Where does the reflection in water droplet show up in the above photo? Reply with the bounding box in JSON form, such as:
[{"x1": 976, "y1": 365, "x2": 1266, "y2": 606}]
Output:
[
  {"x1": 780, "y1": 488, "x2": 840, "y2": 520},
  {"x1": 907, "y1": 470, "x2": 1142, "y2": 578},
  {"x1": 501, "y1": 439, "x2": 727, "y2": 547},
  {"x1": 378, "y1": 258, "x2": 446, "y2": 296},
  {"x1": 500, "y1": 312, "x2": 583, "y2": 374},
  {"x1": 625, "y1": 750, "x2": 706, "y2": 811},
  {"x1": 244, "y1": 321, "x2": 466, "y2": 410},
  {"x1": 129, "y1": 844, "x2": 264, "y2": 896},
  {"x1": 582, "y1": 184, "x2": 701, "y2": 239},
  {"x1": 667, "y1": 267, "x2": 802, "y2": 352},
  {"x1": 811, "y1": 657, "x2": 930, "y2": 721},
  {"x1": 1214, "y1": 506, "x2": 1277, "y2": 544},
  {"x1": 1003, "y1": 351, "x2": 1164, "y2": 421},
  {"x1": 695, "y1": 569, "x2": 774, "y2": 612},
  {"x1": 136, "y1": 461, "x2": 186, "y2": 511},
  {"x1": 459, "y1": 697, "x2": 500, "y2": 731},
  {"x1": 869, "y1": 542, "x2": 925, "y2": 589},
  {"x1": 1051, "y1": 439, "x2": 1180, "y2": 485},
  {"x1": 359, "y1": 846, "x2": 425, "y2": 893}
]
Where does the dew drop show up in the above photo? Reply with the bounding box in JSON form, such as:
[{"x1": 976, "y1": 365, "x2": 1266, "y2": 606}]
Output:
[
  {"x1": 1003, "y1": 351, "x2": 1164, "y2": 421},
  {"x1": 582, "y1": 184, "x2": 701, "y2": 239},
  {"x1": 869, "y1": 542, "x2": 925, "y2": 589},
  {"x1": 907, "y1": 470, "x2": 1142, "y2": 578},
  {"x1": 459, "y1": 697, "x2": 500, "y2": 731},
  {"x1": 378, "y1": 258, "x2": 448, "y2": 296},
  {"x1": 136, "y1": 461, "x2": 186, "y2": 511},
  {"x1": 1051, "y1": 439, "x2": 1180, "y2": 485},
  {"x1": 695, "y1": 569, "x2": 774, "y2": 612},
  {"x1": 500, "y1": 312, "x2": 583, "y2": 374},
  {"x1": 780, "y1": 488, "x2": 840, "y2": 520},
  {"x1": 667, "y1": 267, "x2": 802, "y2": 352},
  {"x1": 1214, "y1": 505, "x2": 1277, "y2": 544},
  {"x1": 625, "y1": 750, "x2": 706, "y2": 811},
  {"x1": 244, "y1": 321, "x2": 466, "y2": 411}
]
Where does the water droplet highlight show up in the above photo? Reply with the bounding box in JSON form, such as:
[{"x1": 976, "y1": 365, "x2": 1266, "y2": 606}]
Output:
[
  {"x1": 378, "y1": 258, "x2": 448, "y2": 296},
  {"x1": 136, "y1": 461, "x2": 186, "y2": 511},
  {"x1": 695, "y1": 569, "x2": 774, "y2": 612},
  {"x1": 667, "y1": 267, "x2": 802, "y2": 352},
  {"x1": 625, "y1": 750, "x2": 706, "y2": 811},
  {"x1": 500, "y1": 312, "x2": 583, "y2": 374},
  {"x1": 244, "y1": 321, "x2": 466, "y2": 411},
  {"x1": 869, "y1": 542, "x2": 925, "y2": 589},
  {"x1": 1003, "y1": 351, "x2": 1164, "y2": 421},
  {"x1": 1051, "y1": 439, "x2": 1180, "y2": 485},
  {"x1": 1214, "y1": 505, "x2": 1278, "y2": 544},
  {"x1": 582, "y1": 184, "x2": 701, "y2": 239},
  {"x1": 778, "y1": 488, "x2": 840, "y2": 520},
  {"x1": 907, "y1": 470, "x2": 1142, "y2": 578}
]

================================

# Objective
Report, copied in full, each line of the records above that contains the word "Reply". Case counts.

# Finished exercise
Where does the reflection in water droplet show up in the above photo? Reply with the bounding box in JSON form, such as:
Where does the dew drop show up in the above photo? Reply with the bounding box in JSON form, such as:
Where does the water droplet highlight show up in the above photo? Reply with the bounding box in JSON form, such as:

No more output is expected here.